The task: Across the following data, how many lines include the string "image"? Reply with the number and nothing more.

(Data items)
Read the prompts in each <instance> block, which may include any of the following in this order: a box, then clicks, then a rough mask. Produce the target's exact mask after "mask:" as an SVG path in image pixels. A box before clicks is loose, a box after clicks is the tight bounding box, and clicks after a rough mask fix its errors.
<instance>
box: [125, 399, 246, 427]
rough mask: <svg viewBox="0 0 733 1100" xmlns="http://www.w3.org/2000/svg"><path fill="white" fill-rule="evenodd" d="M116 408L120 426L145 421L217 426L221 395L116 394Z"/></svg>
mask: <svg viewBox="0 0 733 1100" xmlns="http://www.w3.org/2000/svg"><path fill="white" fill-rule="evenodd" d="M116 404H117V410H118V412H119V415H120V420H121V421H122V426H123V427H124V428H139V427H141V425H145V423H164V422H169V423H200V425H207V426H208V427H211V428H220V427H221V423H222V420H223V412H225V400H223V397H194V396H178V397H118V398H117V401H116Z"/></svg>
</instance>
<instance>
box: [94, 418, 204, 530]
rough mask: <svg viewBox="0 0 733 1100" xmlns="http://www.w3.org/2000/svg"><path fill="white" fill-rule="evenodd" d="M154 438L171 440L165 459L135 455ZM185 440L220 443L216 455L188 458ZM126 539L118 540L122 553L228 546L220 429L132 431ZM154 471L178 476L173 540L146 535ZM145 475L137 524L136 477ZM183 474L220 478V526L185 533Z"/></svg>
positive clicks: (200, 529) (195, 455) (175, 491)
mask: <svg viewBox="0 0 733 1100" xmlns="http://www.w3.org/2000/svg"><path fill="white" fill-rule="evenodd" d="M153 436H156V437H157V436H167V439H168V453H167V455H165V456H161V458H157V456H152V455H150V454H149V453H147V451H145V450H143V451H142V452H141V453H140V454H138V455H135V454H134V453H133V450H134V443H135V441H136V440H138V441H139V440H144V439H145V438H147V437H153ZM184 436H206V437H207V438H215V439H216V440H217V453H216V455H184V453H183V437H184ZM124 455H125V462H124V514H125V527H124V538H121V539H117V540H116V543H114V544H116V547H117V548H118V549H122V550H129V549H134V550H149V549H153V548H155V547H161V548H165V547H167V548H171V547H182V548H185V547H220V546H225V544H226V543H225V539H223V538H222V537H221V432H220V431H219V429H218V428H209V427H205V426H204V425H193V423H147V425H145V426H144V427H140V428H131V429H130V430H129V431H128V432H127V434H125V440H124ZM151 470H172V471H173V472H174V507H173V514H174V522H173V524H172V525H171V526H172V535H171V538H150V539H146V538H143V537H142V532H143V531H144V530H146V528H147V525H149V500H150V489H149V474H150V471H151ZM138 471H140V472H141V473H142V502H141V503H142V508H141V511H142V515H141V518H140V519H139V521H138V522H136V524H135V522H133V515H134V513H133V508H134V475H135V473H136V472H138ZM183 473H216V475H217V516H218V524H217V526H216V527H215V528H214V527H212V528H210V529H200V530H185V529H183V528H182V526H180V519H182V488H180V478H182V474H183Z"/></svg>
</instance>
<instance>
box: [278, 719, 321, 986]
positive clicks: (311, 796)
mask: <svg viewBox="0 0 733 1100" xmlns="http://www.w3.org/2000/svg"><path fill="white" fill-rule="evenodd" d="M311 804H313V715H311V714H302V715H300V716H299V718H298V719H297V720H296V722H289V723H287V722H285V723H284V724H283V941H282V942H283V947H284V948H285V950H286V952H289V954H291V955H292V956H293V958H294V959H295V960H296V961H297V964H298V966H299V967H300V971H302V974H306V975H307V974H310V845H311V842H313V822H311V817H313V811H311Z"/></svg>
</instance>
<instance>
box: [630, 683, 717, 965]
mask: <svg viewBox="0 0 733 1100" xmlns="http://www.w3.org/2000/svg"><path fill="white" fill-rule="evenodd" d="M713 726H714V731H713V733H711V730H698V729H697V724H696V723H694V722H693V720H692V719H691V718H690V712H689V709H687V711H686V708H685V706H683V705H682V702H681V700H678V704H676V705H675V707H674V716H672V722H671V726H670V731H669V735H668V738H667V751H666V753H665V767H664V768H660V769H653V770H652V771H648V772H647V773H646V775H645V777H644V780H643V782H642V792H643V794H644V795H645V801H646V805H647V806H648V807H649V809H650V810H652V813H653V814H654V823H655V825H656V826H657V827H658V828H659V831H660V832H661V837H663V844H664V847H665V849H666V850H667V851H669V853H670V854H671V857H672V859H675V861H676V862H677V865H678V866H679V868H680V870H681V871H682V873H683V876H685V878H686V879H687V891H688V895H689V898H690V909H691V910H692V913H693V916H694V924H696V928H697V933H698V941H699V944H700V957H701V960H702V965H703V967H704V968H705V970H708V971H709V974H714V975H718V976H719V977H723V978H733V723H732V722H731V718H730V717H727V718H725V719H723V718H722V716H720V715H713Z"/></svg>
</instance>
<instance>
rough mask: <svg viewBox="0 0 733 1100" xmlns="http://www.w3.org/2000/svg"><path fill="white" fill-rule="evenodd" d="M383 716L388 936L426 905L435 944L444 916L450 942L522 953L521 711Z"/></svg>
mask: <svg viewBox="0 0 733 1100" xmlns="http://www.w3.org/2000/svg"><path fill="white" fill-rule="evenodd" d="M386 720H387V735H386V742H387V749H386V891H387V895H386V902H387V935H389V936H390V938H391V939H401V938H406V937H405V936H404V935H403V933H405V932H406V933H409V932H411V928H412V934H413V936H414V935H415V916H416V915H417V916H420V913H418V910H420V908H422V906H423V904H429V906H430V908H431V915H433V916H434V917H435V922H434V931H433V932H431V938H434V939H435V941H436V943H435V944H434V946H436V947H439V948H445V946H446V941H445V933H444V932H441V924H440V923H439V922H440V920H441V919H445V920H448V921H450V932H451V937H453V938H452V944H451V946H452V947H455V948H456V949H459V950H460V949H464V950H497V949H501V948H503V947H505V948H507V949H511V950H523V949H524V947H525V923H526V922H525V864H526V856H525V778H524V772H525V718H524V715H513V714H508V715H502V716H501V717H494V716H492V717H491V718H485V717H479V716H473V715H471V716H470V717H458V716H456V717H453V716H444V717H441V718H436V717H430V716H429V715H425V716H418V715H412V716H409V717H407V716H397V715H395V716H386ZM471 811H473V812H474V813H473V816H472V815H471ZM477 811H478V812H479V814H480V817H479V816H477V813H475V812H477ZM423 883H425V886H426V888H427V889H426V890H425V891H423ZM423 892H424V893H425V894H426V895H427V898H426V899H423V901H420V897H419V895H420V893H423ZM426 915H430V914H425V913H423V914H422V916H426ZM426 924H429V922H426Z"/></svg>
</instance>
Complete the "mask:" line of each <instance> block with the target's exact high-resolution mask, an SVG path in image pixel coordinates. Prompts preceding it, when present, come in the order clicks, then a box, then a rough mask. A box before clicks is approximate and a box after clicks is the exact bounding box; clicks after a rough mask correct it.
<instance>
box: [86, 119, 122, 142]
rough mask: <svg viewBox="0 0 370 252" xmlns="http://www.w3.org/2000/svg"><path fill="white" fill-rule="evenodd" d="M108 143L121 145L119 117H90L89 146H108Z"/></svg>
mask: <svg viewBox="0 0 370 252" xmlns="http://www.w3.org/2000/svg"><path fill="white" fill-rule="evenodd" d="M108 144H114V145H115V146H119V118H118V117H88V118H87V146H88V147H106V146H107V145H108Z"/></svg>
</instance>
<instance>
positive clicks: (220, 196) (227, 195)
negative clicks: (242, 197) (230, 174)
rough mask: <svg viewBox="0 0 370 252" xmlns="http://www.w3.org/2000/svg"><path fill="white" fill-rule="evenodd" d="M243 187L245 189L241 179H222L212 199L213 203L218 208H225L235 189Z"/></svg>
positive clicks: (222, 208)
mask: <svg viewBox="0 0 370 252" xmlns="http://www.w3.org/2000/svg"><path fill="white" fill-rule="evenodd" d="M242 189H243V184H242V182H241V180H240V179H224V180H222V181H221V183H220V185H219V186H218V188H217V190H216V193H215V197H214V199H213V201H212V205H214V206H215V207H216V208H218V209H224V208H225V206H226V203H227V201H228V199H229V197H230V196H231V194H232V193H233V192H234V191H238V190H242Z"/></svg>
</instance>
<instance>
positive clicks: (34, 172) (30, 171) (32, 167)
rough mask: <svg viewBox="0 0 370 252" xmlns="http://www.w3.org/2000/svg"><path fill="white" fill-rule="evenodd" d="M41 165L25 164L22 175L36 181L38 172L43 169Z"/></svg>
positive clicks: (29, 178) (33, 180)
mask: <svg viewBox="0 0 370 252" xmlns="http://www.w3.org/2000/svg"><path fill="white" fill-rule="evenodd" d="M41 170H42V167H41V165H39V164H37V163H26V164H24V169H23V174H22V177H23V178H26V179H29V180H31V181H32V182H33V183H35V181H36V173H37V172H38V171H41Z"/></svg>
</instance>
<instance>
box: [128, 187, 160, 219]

Exercise solution: 2